*** Begin section ***

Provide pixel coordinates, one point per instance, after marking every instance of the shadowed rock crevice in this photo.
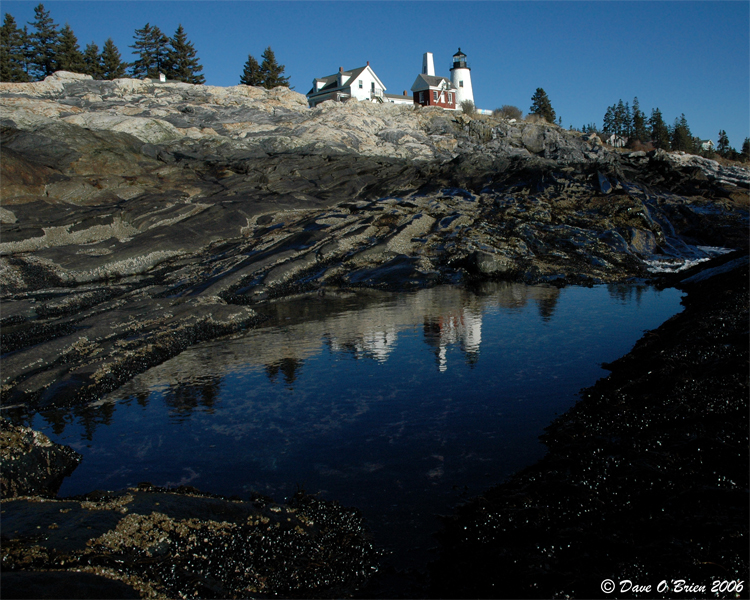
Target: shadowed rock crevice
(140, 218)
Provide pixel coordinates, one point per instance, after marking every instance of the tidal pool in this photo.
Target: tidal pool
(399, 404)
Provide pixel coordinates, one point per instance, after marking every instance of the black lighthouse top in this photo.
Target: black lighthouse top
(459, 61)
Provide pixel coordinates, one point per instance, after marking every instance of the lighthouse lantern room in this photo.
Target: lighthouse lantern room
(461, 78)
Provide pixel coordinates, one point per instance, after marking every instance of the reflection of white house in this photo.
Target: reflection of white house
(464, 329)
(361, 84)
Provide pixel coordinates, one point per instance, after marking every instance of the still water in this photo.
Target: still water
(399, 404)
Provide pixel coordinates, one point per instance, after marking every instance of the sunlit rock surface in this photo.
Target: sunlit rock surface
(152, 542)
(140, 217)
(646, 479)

*** End section ***

**To do**. Exactly as they appear above, give the records again, without their pictures.

**Task solution**.
Provide pixel coordinates, one point per instance, after marking every instance of the shadowed rock crevice in this photo.
Target: shadowed rock crevice
(140, 218)
Provide pixel coordinates, one point per instance, after marking every instance of the tidal pool in this photo.
Target: tidal pool
(399, 404)
Provide pixel coordinates, one point per instance, after marking every instance of the black lighthouse top in this photo.
Target: black lighthouse top
(459, 61)
Provide pixel coordinates, one point per instance, after marking every instance of the lighthouse lantern room in this photo.
Target: lighthouse lantern room
(461, 78)
Provide pixel coordinates, one point per instance, after marking every instance of the reflection of white house in this photo.
Target: reflection of white house
(464, 329)
(361, 84)
Provide pixel coordinates, one point per instance, after marking every instance of the still water in this photo.
Target: still water
(399, 404)
Provide pixel coordinates, one point per instance, after marking every instance of the sunlit rock surface in this photo.
Target: sunlit rock surface
(152, 542)
(140, 217)
(646, 479)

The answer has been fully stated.